PASSAGE:
++++++++

Every year, malaria infects and kills millions of people, invasive insects destroy 30% of the world's crops, and rats cause the extinction of hundreds of island birds.
But what if we could modify the genetic blueprints of these mosquitoes so they could no longer get infected by malaria? What if we could make females of a certain species infertile so that species would, gradually, be unable to reproduce? For a long time, scientists have worked to solve these problems, and finally, we have a possible solution: CRISPR-Cas9.
What Are Cells?
For the human species, surviving is our most important job, which we do by adapting and reproducing, among other things. But how are we able to do all of these things? Because of DNA. Just like how every building is made from its blueprints, every living thing is made from its DNA blueprint. Our DNA determines everything from physical features, like the color of your eyes, to behavior. These blueprints, stored inside our genes and alleles, are found in our cells. So what are cells?

++++++++

DATA:
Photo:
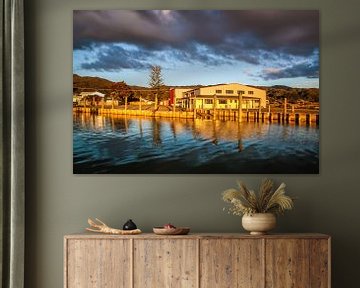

++++++++

WHAT IS BEING ASKED: In the passage on CRISPR-Cas9, what share of the world's crops do invasive insects destroy each year?

ANSWER TO THIS PROBLEM: 30%